[Start of Material for the task]

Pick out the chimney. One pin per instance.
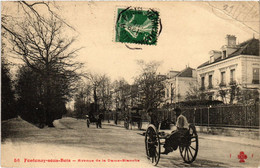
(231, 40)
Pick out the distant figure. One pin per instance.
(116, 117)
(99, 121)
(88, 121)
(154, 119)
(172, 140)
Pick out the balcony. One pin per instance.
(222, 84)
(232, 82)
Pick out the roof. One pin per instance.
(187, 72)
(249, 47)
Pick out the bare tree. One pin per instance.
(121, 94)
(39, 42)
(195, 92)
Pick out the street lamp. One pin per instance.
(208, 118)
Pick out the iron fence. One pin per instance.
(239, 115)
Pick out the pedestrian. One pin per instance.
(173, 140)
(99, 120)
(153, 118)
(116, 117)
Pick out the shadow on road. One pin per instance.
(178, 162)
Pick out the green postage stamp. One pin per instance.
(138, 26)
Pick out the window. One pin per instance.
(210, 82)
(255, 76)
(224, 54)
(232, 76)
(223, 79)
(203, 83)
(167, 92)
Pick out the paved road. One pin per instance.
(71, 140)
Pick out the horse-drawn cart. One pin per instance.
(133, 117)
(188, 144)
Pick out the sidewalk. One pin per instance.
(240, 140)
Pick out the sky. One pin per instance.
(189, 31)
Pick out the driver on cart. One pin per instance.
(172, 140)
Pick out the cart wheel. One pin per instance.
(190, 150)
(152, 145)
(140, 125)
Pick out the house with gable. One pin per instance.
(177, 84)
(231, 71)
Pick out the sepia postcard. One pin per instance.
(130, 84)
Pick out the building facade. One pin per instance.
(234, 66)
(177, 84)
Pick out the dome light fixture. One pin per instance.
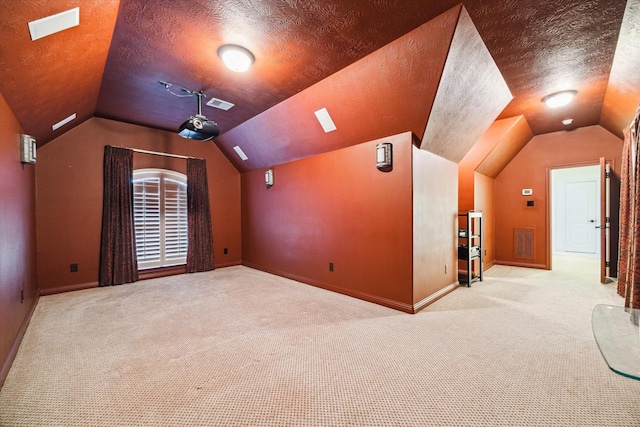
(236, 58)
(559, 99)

[End of Material for the task]

• [Aim] Reproduce the rows without any changes, starting at the line that contains "Pick out the shadow" and ending at the last line of the rows. Leave the pictures out of your answer.

• [Finished exercise]
Pick out the shadow on road. One pin per instance.
(178, 162)
Pick out the green postage stamp. One pin per instance.
(138, 26)
Pick out the window. One pin per instance.
(210, 82)
(255, 76)
(224, 54)
(232, 76)
(223, 79)
(203, 83)
(167, 92)
Pick out the paved road. One pin per instance.
(71, 140)
Pick out the horse-drawn cart. One pin per instance.
(133, 117)
(188, 144)
Pick out the sidewalk. One pin per instance.
(240, 140)
Pick out the sky. One pin per instance.
(189, 31)
Pick out the driver on cart. One pin per instance.
(172, 140)
Pick out the cart wheel. One pin per instance.
(190, 150)
(152, 145)
(140, 125)
Pick out the house with gable. One pin per instance.
(177, 84)
(231, 71)
Pick out the sepia postcard. One pin per instance.
(130, 84)
Pick out the building facade. One pin per instance.
(234, 66)
(177, 84)
Pick out the dome light fixture. One pin per instance.
(236, 58)
(559, 99)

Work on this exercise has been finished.